Can you copy out the whole listing below word for word, leaving the pictures out?

- - - - - - -

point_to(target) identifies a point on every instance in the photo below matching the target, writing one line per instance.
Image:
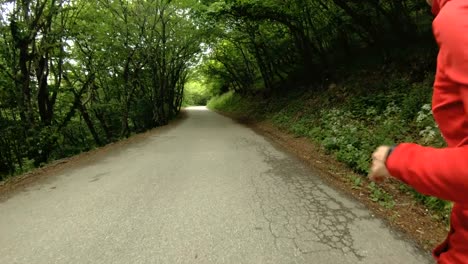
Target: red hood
(437, 5)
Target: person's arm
(437, 172)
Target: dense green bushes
(351, 129)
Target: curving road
(206, 191)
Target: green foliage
(196, 94)
(350, 130)
(75, 75)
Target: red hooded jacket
(444, 172)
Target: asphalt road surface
(206, 191)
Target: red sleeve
(442, 173)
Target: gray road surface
(206, 191)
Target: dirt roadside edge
(407, 216)
(17, 183)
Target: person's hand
(379, 172)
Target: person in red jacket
(441, 172)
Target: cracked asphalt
(206, 191)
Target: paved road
(206, 191)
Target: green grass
(352, 121)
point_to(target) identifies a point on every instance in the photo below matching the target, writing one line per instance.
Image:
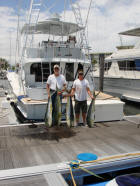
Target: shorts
(80, 105)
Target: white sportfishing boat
(122, 71)
(67, 46)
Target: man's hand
(59, 93)
(49, 96)
(92, 97)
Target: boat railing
(55, 52)
(124, 72)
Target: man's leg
(77, 111)
(84, 111)
(84, 117)
(77, 117)
(53, 97)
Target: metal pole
(101, 72)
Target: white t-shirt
(81, 89)
(54, 81)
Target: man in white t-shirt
(80, 89)
(55, 80)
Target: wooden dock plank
(30, 181)
(24, 146)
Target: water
(130, 108)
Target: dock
(38, 153)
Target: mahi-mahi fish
(91, 112)
(69, 112)
(57, 109)
(48, 114)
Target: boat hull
(127, 89)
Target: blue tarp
(98, 184)
(137, 63)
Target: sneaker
(85, 125)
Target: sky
(106, 19)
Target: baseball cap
(80, 72)
(56, 66)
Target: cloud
(106, 19)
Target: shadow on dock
(55, 133)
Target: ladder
(32, 19)
(78, 18)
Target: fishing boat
(122, 71)
(67, 46)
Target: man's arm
(72, 92)
(89, 93)
(48, 90)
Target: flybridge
(52, 26)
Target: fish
(57, 109)
(48, 114)
(91, 112)
(69, 112)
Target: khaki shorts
(80, 105)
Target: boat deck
(21, 146)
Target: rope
(76, 164)
(74, 183)
(112, 157)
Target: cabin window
(69, 71)
(52, 65)
(127, 65)
(107, 66)
(41, 71)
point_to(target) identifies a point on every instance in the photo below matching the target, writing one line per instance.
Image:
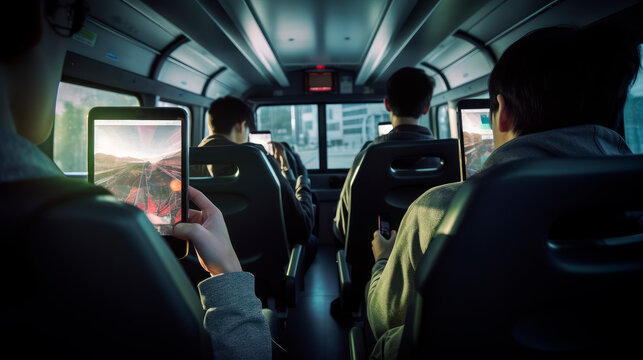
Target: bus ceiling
(262, 49)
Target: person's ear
(504, 118)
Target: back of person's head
(409, 92)
(228, 111)
(561, 76)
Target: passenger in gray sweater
(30, 71)
(542, 105)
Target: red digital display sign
(320, 81)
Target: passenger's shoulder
(437, 198)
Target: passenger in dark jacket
(230, 121)
(545, 102)
(408, 96)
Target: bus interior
(315, 74)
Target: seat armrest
(356, 344)
(345, 284)
(293, 272)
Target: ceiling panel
(196, 56)
(329, 32)
(449, 51)
(469, 68)
(126, 19)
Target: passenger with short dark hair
(557, 92)
(53, 309)
(230, 121)
(408, 96)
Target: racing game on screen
(477, 138)
(139, 161)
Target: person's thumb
(185, 231)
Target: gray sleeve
(233, 317)
(388, 346)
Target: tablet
(384, 128)
(263, 138)
(476, 136)
(140, 155)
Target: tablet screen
(139, 161)
(264, 139)
(477, 138)
(383, 129)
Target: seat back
(90, 277)
(536, 258)
(250, 201)
(378, 188)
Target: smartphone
(384, 226)
(384, 128)
(263, 138)
(140, 155)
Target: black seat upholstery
(378, 188)
(251, 205)
(535, 258)
(89, 277)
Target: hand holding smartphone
(384, 226)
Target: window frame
(48, 145)
(321, 126)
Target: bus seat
(86, 276)
(250, 202)
(378, 188)
(535, 259)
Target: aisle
(311, 332)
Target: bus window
(161, 103)
(348, 127)
(295, 125)
(424, 120)
(70, 123)
(633, 114)
(444, 130)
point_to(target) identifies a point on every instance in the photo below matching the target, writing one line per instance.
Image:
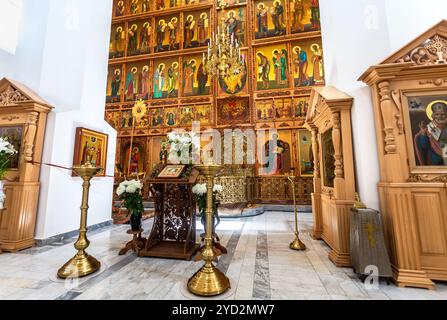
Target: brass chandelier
(224, 58)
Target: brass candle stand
(209, 281)
(82, 264)
(297, 244)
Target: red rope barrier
(61, 167)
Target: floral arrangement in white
(201, 189)
(184, 148)
(130, 193)
(7, 151)
(133, 186)
(6, 147)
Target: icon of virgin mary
(431, 141)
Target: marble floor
(259, 263)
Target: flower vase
(135, 222)
(2, 195)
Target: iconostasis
(156, 54)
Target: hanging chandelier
(224, 58)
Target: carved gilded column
(30, 135)
(336, 137)
(316, 152)
(388, 110)
(316, 196)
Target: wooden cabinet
(409, 92)
(23, 117)
(329, 120)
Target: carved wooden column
(334, 193)
(25, 114)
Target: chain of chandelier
(224, 57)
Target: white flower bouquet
(200, 191)
(7, 153)
(183, 148)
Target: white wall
(356, 35)
(25, 64)
(73, 78)
(407, 19)
(62, 55)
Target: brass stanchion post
(209, 281)
(297, 244)
(82, 264)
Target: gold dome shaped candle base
(209, 282)
(297, 244)
(82, 264)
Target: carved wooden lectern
(409, 91)
(174, 231)
(23, 117)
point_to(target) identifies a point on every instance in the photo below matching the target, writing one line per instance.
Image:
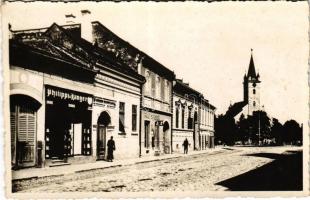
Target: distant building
(251, 94)
(193, 118)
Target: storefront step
(58, 164)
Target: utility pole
(259, 143)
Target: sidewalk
(33, 173)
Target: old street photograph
(155, 97)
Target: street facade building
(185, 114)
(67, 97)
(74, 86)
(193, 118)
(156, 96)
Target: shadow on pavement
(282, 174)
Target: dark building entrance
(103, 121)
(68, 123)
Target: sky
(206, 44)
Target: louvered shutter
(13, 134)
(26, 134)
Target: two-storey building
(156, 96)
(67, 97)
(185, 115)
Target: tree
(292, 132)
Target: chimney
(70, 18)
(86, 26)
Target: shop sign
(64, 94)
(159, 123)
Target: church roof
(251, 71)
(235, 109)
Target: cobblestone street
(199, 172)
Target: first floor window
(183, 115)
(134, 118)
(177, 117)
(122, 117)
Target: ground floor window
(68, 123)
(23, 121)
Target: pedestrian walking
(111, 148)
(185, 145)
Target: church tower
(251, 88)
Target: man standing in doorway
(111, 148)
(185, 145)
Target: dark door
(101, 142)
(147, 135)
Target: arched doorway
(196, 134)
(166, 141)
(103, 121)
(23, 123)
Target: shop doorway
(166, 137)
(23, 121)
(147, 135)
(103, 121)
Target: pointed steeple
(251, 71)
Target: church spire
(251, 71)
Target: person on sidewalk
(111, 148)
(185, 145)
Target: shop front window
(68, 123)
(23, 121)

- - - - - - -

EXERCISE OUTPUT:
point_to(target) identifies a point on every instance in the photo below matching the target, writing one line per instance.
Image:
Target: red hood
(437, 5)
Target: person's arm
(437, 172)
Target: dense green bushes
(351, 129)
Target: curving road
(206, 191)
Target: green foliage
(196, 94)
(350, 130)
(75, 75)
Target: red hooded jacket
(444, 172)
Target: asphalt road surface
(206, 191)
Target: red sleeve
(442, 173)
Target: gray road surface
(206, 191)
Target: dirt roadside edge
(407, 216)
(17, 183)
Target: person's hand
(379, 172)
Target: person in red jacket
(441, 172)
Target: cracked asphalt
(206, 191)
Target: paved road
(206, 191)
Target: green grass
(352, 121)
point_to(target) identifies a point on every instance in the photo below matching the target, writing one line per instance.
Image:
Target: shorts
(80, 105)
Target: white sportfishing boat
(122, 71)
(67, 46)
Target: man's hand
(59, 93)
(49, 96)
(92, 97)
Target: boat railing
(55, 52)
(124, 72)
Target: man's leg
(77, 111)
(84, 111)
(84, 117)
(77, 117)
(53, 97)
Target: metal pole
(101, 72)
Target: white t-shirt
(81, 89)
(54, 81)
Target: man in white t-shirt
(80, 89)
(55, 80)
Target: wooden dock plank
(30, 181)
(24, 146)
Target: water
(130, 108)
Target: dock
(38, 153)
Target: mahi-mahi fish
(91, 112)
(69, 112)
(57, 109)
(48, 114)
Target: boat hull
(127, 89)
Target: blue tarp
(98, 184)
(137, 63)
Target: sneaker
(85, 125)
Target: sky
(106, 19)
Target: baseball cap
(80, 72)
(56, 66)
Target: cloud
(106, 19)
Target: shadow on dock
(55, 133)
Target: ladder
(32, 19)
(78, 18)
Target: fishing boat
(122, 71)
(67, 46)
Target: man's arm
(72, 92)
(89, 93)
(48, 90)
Target: flybridge
(52, 26)
Target: fish
(57, 109)
(48, 114)
(91, 112)
(69, 112)
Target: khaki shorts
(80, 105)
Target: boat deck
(21, 146)
Target: rope
(76, 164)
(74, 183)
(112, 157)
Target: cabin window
(69, 71)
(52, 65)
(127, 65)
(107, 66)
(41, 71)
point_to(target) identifies a point on every instance in the photo below matching the target, writing one line per instance.
Image:
Target: bus ceiling
(262, 49)
Target: person's ear
(504, 118)
Target: back of person's head
(409, 92)
(228, 111)
(561, 76)
Target: passenger in gray sweater
(30, 71)
(542, 105)
Target: red digital display sign
(320, 81)
Target: passenger's shoulder
(437, 198)
Target: passenger in dark jacket
(230, 121)
(545, 102)
(408, 96)
Target: bus interior
(315, 74)
Target: seat armrest
(356, 344)
(345, 284)
(293, 272)
Target: ceiling panel
(196, 56)
(329, 32)
(449, 51)
(469, 68)
(126, 19)
Target: passenger with short dark hair
(557, 92)
(53, 309)
(230, 121)
(408, 96)
Target: racing game on screen
(477, 138)
(139, 161)
Target: person's thumb
(185, 231)
Target: gray sleeve
(233, 317)
(388, 346)
Target: tablet
(384, 128)
(263, 138)
(476, 136)
(140, 155)
Target: tablet screen
(139, 161)
(264, 139)
(477, 138)
(383, 129)
Target: seat back
(90, 277)
(536, 258)
(250, 201)
(378, 188)
Target: smartphone
(384, 226)
(384, 128)
(263, 138)
(140, 155)
Target: black seat upholstery
(378, 188)
(251, 205)
(535, 258)
(89, 277)
Target: hand holding smartphone
(384, 226)
Target: window frame
(48, 145)
(321, 126)
Target: bus seat
(86, 276)
(250, 202)
(378, 188)
(535, 259)
Target: aisle
(311, 332)
Target: bus window
(161, 103)
(348, 127)
(295, 125)
(424, 120)
(70, 123)
(633, 114)
(444, 130)
point_to(target) identifies a point on every instance in the photo below matching the target, writing one line per instance.
Image:
Target: brass chandelier
(224, 58)
Target: brass candle stand
(209, 281)
(82, 264)
(297, 244)
Target: red rope barrier
(61, 167)
Target: floral arrangement in white
(201, 189)
(184, 148)
(130, 193)
(7, 151)
(133, 186)
(6, 147)
Target: icon of virgin mary
(431, 141)
Target: marble floor
(259, 263)
Target: flower vase
(135, 222)
(2, 195)
Target: iconostasis
(156, 54)
Target: hanging chandelier
(224, 58)
Target: carved gilded column
(30, 135)
(336, 137)
(316, 152)
(388, 110)
(316, 196)
Target: wooden cabinet
(409, 92)
(23, 117)
(329, 120)
Target: carved wooden column
(334, 193)
(25, 114)
Target: chain of chandelier
(224, 57)
Target: white flower bouquet
(200, 191)
(7, 153)
(183, 148)
Target: white wall
(356, 35)
(25, 64)
(73, 78)
(407, 19)
(62, 55)
Target: brass stanchion post
(209, 281)
(297, 244)
(82, 264)
Target: gold dome shaped candle base
(209, 282)
(297, 244)
(82, 264)
Target: carved wooden lectern
(409, 91)
(174, 231)
(23, 117)
point_to(target) identifies a point on every instance in the photo below matching the target, writing one line per instance.
Image:
Target: distant building
(251, 94)
(193, 118)
Target: storefront step
(58, 164)
Target: utility pole
(259, 143)
Target: sidewalk
(33, 173)
Target: old street photograph
(155, 97)
Target: street facade building
(185, 114)
(67, 97)
(74, 86)
(193, 118)
(156, 96)
Target: shadow on pavement
(282, 174)
Target: dark building entrance
(103, 121)
(68, 123)
Target: sky
(206, 44)
Target: louvered shutter
(13, 134)
(26, 134)
Target: two-storey building
(156, 96)
(67, 97)
(185, 115)
Target: tree
(292, 132)
Target: chimney
(70, 18)
(86, 26)
Target: shop sign
(64, 94)
(159, 123)
Target: church roof
(251, 71)
(235, 109)
Target: cobblestone street
(199, 172)
Target: first floor window
(183, 115)
(134, 118)
(177, 117)
(122, 117)
Target: ground floor window
(68, 123)
(23, 121)
Target: pedestrian walking
(111, 148)
(185, 145)
Target: church tower
(251, 88)
Target: man standing in doorway
(111, 148)
(185, 145)
Target: dark door
(101, 142)
(147, 135)
Target: arched doorway
(196, 134)
(166, 141)
(103, 121)
(23, 123)
Target: shop doorway
(166, 137)
(23, 121)
(147, 135)
(103, 121)
Target: pointed steeple
(251, 71)
Target: church spire
(251, 71)
Target: person on sidewalk
(111, 148)
(185, 145)
Target: shop front window
(68, 123)
(23, 121)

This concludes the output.